▶ Document text
Monotypic genus of plants

Kyhosia is a monotypic genus of flowering plants in the family Asteraceae containing the single species Kyhosia bolanderi, which is known by the common names Bolander's madia and kyhosia.

This plant was included in genus Madia until 1999, when it was separated and a new genus was created for it. The new genus is named for UC Davis botanist Donald Kyhos.

==Range==
Kyhosia is native to the mountains of California from the Sierra Nevada north to the Klamath Mountains, where its distribution extends into southern Oregon. It is a plant of mountain meadows and other moist areas such as streambanks.

==Description==
Kyhosia is a perennial herb which may exceed a meter in height. Its slender stem is bristly and covered in dark-colored, stalked resin glands. The bristly linear or lance-shaped leaves may be up to 30 centimeters long; those occurring oppositely along the stem are sometimes fused together at the bases. Those further up the stem are much smaller and alternately arranged.

The inflorescence is made up of one or more flower heads at the top of the stem. Each head has a bell-shaped involucre of bristly, glandular phyllaries at the base, a center of black-tipped yellow disc florets, and a fringe of 8 to 12 golden ray florets roughly 1 centimeter long. The fruit is a club-shaped achene just under a centimeter long; achenes arising from the disc florets have pappi of scales.

▶ Provided records
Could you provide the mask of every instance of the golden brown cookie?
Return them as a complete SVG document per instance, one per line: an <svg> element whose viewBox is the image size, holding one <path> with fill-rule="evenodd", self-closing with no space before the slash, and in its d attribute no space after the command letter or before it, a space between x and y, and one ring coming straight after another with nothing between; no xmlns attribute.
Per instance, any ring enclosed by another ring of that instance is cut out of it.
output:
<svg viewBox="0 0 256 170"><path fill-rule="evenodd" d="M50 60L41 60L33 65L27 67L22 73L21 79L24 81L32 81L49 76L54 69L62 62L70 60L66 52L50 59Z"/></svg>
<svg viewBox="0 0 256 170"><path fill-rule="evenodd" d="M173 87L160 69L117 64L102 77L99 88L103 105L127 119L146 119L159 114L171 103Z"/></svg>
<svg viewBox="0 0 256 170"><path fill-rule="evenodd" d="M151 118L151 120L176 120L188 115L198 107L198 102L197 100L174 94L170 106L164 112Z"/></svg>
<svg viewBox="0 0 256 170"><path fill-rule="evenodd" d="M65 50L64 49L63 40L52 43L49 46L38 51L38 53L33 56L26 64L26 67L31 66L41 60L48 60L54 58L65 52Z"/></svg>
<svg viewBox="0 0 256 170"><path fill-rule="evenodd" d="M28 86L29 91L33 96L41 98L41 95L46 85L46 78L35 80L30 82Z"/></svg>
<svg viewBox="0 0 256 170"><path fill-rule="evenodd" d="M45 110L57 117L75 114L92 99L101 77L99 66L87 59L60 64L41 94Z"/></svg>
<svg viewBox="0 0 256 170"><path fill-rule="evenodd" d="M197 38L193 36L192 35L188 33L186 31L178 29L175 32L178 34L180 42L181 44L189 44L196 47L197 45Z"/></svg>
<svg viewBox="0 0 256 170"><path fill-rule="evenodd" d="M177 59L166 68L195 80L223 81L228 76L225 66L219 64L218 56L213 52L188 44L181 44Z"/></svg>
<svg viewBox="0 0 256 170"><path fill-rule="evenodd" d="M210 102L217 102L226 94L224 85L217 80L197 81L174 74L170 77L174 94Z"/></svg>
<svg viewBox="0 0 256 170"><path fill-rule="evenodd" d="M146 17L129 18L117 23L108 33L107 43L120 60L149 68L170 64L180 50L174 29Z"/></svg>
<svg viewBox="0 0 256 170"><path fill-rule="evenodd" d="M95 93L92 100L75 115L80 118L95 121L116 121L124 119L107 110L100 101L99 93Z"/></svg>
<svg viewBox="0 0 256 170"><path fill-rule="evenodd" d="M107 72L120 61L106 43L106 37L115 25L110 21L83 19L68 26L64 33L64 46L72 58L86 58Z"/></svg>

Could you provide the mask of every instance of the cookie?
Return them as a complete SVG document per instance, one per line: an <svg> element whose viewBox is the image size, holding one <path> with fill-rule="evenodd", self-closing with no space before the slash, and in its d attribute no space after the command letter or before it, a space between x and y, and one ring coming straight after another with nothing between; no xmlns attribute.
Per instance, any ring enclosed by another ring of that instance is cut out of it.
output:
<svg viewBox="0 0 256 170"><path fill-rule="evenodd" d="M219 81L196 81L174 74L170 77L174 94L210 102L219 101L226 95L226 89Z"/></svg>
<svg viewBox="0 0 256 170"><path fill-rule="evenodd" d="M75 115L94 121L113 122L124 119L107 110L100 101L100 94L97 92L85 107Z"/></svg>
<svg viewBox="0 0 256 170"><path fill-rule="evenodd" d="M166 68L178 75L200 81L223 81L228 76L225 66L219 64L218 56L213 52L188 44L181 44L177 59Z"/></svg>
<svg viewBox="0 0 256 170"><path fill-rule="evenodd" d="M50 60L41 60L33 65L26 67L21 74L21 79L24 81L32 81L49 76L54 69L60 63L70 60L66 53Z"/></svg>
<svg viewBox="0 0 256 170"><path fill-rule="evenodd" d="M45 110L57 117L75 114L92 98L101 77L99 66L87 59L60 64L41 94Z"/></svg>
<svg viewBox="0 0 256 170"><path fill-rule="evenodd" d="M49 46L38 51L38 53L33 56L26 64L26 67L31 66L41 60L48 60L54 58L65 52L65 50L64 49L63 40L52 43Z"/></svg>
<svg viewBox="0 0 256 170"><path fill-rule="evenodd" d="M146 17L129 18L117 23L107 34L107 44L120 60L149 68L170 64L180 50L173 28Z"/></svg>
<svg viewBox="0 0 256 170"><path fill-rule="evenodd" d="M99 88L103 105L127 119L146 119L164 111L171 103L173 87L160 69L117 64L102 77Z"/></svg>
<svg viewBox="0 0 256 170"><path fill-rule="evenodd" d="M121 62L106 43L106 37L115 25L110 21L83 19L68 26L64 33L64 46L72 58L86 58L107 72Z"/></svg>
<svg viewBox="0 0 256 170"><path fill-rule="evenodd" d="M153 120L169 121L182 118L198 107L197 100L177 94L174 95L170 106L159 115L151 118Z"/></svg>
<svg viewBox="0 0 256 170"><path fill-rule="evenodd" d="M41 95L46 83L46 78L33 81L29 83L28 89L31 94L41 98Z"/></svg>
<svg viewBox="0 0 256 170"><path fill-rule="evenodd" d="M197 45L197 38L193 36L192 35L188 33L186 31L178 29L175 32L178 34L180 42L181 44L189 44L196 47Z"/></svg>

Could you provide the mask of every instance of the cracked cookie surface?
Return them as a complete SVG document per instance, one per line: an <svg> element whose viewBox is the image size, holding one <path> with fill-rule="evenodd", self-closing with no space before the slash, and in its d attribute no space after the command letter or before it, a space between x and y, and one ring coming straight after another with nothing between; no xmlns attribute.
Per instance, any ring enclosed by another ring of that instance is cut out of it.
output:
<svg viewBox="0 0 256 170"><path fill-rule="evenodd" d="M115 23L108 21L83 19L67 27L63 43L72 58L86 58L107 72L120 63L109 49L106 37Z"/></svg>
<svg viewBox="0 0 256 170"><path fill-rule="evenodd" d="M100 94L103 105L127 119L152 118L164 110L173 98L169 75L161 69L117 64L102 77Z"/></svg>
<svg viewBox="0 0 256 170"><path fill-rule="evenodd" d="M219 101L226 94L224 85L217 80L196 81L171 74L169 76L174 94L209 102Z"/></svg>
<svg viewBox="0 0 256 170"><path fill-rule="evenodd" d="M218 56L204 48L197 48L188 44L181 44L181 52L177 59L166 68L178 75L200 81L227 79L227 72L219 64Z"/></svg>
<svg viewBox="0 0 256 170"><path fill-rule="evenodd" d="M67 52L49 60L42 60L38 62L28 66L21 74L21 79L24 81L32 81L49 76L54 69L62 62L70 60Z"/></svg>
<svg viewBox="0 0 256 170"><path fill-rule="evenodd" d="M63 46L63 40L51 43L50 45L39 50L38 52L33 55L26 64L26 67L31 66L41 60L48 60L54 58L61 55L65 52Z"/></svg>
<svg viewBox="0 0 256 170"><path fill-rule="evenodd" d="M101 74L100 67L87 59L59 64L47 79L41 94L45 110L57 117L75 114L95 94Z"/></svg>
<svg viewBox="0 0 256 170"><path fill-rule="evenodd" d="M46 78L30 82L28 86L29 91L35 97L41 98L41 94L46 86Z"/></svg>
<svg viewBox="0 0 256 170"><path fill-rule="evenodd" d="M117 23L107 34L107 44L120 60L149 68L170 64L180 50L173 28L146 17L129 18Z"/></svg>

▶ Task requirements
• A. Using the Kyhosia text, decide whether each statement agrees with it: (i) Kyhosia was placed in its own genus in 1999; (ii) Kyhosia is an annual herb; (iii) each flower head has 8 to 12 golden ray florets. For each, answer yes or no and quote the words of the text that decide it.
• B. Write out the part of the Kyhosia text starting at "This plant was" and ending at "botanist Donald Kyhos.", with no changes.

▶ Outputs in order
• A.
(i) Yes: "This plant was included in genus Madia until 1999, when it was separated and a new genus was created for it."
(ii) No: "Kyhosia is a perennial herb which may exceed a meter in height."
(iii) Yes: "a fringe of 8 to 12 golden ray florets roughly 1 centimeter long"

• B.
This plant was included in genus Madia until 1999, when it was separated and a new genus was created for it. The new genus is named for UC Davis botanist Donald Kyhos.